* **Action item**:
Only these lines of the data below are wanted: the one with "Task: confirm every instance of the man's left", the one with "Task: confirm every instance of the man's black", and any lines between them, each repeated exactly.

* **Entries supplied**:
++++
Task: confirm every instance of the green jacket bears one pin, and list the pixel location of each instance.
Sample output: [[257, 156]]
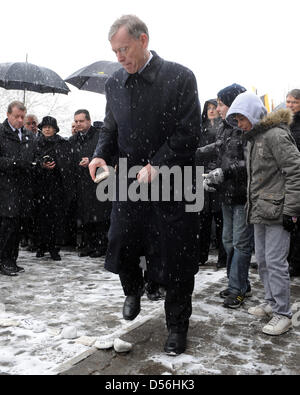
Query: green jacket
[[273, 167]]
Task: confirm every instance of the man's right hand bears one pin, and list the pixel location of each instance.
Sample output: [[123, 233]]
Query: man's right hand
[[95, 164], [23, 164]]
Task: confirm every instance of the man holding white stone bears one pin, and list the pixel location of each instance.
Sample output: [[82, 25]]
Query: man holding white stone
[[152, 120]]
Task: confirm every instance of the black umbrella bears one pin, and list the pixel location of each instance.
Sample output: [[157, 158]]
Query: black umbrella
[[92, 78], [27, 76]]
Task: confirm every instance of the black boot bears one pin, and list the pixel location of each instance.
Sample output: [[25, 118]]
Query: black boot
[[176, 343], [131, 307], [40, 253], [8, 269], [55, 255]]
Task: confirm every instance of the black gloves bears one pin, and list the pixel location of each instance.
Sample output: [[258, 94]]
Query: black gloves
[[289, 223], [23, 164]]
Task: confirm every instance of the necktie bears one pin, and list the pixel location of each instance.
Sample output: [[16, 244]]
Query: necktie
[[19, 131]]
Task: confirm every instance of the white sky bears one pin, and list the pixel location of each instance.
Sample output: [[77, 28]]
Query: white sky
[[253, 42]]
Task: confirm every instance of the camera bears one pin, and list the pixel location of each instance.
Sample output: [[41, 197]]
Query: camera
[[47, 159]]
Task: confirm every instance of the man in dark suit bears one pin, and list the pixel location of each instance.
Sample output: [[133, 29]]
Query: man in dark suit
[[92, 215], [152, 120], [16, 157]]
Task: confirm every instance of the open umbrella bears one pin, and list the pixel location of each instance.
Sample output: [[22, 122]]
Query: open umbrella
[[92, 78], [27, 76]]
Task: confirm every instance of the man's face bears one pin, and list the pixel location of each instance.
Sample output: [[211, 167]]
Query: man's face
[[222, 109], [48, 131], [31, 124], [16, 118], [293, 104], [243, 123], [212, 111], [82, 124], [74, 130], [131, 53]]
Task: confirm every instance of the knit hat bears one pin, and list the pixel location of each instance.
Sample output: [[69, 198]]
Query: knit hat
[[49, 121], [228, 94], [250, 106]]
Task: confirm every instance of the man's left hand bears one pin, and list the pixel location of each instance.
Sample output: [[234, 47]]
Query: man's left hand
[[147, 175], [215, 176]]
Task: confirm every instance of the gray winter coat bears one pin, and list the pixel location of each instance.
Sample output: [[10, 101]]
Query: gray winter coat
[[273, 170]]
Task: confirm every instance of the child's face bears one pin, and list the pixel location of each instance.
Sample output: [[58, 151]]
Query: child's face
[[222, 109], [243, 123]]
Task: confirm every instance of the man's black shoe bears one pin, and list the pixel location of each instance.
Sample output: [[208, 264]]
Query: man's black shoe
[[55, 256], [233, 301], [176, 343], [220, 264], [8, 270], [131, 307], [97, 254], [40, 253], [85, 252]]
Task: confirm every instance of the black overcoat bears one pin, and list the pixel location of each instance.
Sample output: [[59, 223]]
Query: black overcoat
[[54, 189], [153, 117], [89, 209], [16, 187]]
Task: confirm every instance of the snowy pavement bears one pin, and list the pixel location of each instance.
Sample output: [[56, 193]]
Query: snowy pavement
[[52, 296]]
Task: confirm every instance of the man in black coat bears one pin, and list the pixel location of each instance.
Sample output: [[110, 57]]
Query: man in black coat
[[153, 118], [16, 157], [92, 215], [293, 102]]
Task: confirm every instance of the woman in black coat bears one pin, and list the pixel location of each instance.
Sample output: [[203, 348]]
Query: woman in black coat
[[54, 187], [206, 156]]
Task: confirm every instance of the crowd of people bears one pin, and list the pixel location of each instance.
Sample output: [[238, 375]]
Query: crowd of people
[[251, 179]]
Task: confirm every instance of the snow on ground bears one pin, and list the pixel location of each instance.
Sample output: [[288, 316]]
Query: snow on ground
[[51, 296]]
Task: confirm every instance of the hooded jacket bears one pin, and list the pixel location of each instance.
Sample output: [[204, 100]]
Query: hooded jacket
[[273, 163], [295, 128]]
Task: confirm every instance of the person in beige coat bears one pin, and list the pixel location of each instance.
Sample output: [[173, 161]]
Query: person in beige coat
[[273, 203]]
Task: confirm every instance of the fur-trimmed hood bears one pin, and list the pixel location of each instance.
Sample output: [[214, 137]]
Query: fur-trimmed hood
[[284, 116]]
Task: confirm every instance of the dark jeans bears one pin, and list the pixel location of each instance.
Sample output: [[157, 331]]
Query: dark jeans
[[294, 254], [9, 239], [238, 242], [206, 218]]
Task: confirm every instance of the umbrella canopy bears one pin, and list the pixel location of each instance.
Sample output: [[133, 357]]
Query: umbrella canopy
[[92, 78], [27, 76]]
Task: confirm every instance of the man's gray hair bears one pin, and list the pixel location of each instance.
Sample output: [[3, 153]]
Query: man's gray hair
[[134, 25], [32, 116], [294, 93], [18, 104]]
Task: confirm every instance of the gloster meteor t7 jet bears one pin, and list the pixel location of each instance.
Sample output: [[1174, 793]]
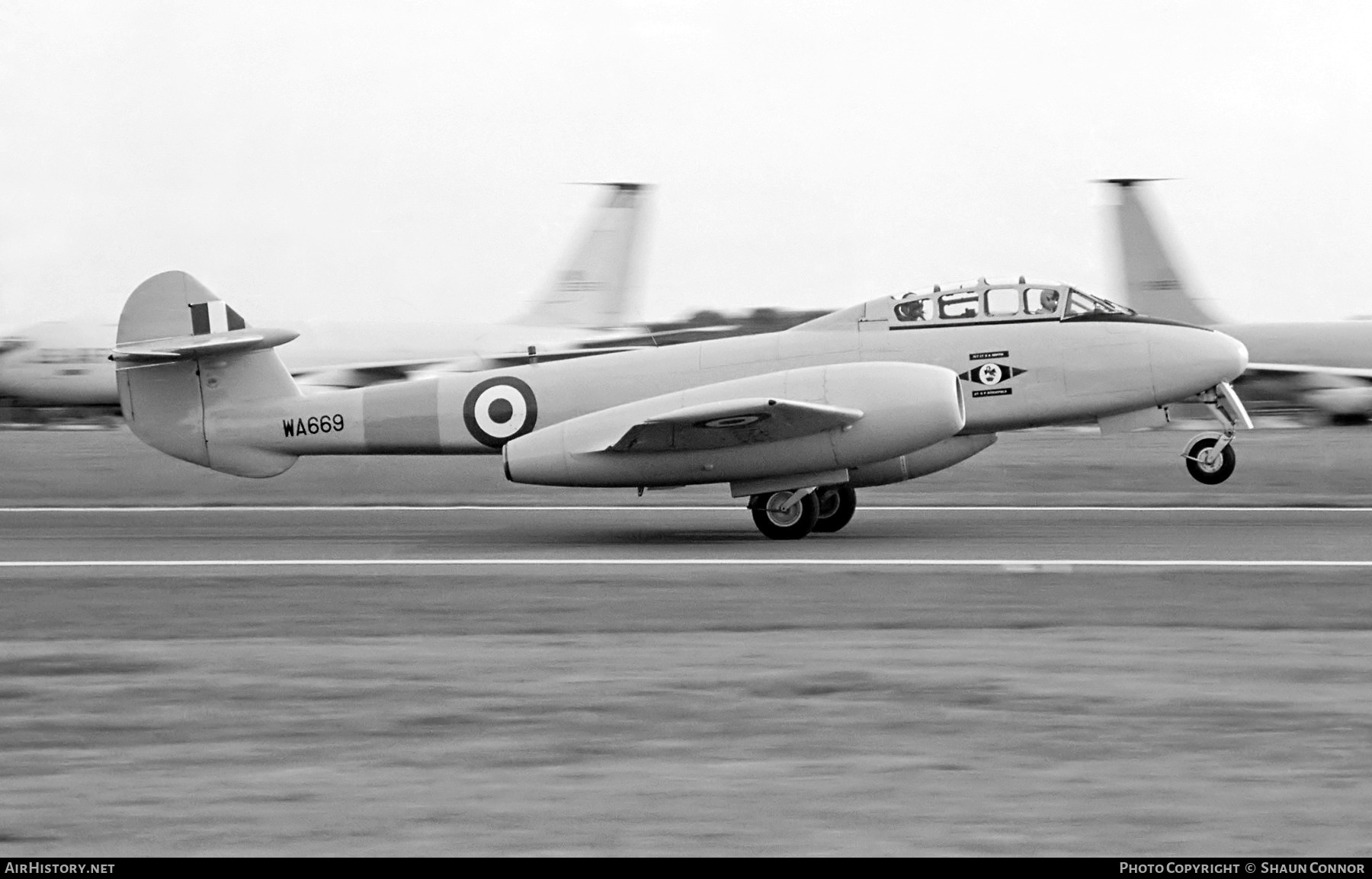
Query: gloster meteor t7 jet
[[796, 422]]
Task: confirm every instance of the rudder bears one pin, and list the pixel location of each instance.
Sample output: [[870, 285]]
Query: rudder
++++
* **Task output**:
Task: confirm every instance of the man's left hand bears one pin, and list the pixel location of each instance.
Sample output: [[234, 47]]
Query: man's left hand
[[147, 175], [215, 176]]
Task: confirm every instance of the gray winter coat bears one pin, and list the pixel location of each instance.
Sample output: [[10, 101]]
Query: gray winter coat
[[273, 170]]
Task: confirm every instance of the child's face bears one pin, and list the pixel location of each instance.
Sample output: [[58, 151]]
Query: child's face
[[222, 109], [243, 123]]
Task: confirm every instance of the man's black shoe bears one pin, and list the pixel location of each instance.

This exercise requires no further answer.